# Goal
Print out the material that follows word for word.

# Data rows

******

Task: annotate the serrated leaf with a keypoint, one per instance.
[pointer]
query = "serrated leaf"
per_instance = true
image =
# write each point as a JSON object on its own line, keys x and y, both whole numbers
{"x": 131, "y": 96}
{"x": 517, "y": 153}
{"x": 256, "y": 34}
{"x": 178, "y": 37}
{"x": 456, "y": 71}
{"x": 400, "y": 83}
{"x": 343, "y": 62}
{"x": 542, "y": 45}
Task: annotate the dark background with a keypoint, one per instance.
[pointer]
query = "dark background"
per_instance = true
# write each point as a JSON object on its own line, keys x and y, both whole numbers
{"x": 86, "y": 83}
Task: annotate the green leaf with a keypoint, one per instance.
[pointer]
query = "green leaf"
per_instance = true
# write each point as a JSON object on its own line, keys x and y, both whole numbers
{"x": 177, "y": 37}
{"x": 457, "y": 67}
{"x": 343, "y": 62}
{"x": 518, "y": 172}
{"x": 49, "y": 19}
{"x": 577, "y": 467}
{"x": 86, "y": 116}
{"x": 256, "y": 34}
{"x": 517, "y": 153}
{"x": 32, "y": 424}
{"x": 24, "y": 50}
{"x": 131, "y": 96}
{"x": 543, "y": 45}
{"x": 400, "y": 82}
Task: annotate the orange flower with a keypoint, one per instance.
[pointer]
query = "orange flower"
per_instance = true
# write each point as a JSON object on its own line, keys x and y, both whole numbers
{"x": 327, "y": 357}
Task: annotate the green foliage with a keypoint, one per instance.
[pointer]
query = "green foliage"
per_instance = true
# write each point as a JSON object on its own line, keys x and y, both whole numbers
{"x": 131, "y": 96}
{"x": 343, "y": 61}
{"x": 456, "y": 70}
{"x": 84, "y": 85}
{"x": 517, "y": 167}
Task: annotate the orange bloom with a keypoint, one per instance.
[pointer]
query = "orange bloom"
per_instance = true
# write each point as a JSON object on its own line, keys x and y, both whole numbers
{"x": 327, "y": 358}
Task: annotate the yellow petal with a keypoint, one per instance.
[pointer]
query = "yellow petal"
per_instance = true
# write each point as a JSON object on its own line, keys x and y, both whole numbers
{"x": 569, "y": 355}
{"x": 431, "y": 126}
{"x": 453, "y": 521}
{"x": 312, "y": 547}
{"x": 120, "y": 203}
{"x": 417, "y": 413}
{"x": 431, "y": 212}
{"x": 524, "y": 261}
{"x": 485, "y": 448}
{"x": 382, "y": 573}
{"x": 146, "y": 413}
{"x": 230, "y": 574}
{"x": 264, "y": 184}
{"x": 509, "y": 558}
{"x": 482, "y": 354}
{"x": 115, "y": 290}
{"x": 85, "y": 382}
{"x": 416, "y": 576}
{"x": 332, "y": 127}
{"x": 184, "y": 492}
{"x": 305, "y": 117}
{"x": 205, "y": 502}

******

# Task answer
Task: annotate the serrated leaf with a keypoint, one per instance.
[pointer]
query = "serrated leaf"
per_instance = true
image =
# write each point as a JSON object on its own line, keys x and y, both whole numbers
{"x": 131, "y": 96}
{"x": 517, "y": 153}
{"x": 256, "y": 34}
{"x": 178, "y": 37}
{"x": 456, "y": 71}
{"x": 400, "y": 83}
{"x": 343, "y": 62}
{"x": 542, "y": 45}
Task: annotate the dark background with a keypoint, one per instance.
[pointer]
query = "dark background"
per_instance = true
# write each point as a JSON object on its own line, keys x and y, both whole numbers
{"x": 86, "y": 83}
Task: annotate the green leaf with a keypoint, one per instance.
[pointer]
query = "green leaf"
per_instance = true
# write each point as a JSON object on its own line, keys x and y, both whole numbers
{"x": 177, "y": 37}
{"x": 457, "y": 67}
{"x": 343, "y": 62}
{"x": 518, "y": 172}
{"x": 49, "y": 19}
{"x": 577, "y": 467}
{"x": 86, "y": 116}
{"x": 256, "y": 34}
{"x": 517, "y": 153}
{"x": 32, "y": 424}
{"x": 24, "y": 50}
{"x": 131, "y": 96}
{"x": 543, "y": 45}
{"x": 400, "y": 82}
Task: annotate the orange flower with a keypoint, one per instance.
[pointer]
query = "orange flower"
per_instance = true
# write each point as a JSON object on its own line, keys x and y, both whole numbers
{"x": 327, "y": 357}
Task: annotate the green foliage with a keypoint, one per instance.
[pointer]
query = "green foliage"
per_instance = true
# write each point as a JSON object on its own line, keys x and y, both whole numbers
{"x": 131, "y": 96}
{"x": 343, "y": 61}
{"x": 456, "y": 70}
{"x": 84, "y": 85}
{"x": 517, "y": 167}
Task: annotate the orange bloom with a keypoint, one per instance.
[pointer]
query = "orange bloom"
per_instance = true
# write each point as a JSON object on its own line, keys x and y, both whole numbers
{"x": 327, "y": 358}
Task: annotate the yellow petal with a keypoint, one per instance.
[pointer]
query = "yellow petal"
per_instance = true
# write each point as a JSON object on its own line, keys x and y, both whole numbers
{"x": 569, "y": 355}
{"x": 431, "y": 126}
{"x": 453, "y": 521}
{"x": 312, "y": 547}
{"x": 120, "y": 203}
{"x": 417, "y": 413}
{"x": 431, "y": 212}
{"x": 524, "y": 261}
{"x": 485, "y": 448}
{"x": 382, "y": 573}
{"x": 146, "y": 413}
{"x": 230, "y": 574}
{"x": 264, "y": 184}
{"x": 509, "y": 558}
{"x": 482, "y": 354}
{"x": 115, "y": 290}
{"x": 85, "y": 382}
{"x": 416, "y": 576}
{"x": 332, "y": 127}
{"x": 184, "y": 492}
{"x": 305, "y": 117}
{"x": 205, "y": 502}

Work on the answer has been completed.